--- BEGIN SUPPLIED ENTRIES ---

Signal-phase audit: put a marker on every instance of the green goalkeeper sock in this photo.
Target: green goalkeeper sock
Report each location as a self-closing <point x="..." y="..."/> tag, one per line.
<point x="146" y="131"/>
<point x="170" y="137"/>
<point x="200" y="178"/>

--- END SUPPLIED ENTRIES ---

**OBJECTIVE**
Write out every row above word for word, changing nothing.

**COMPLETE OUTPUT**
Signal-phase audit: put a marker on every instance of the green goalkeeper sock in this photo.
Target: green goalkeeper sock
Report each location as a self-closing <point x="..." y="..."/> tag, one per line.
<point x="146" y="131"/>
<point x="170" y="137"/>
<point x="200" y="178"/>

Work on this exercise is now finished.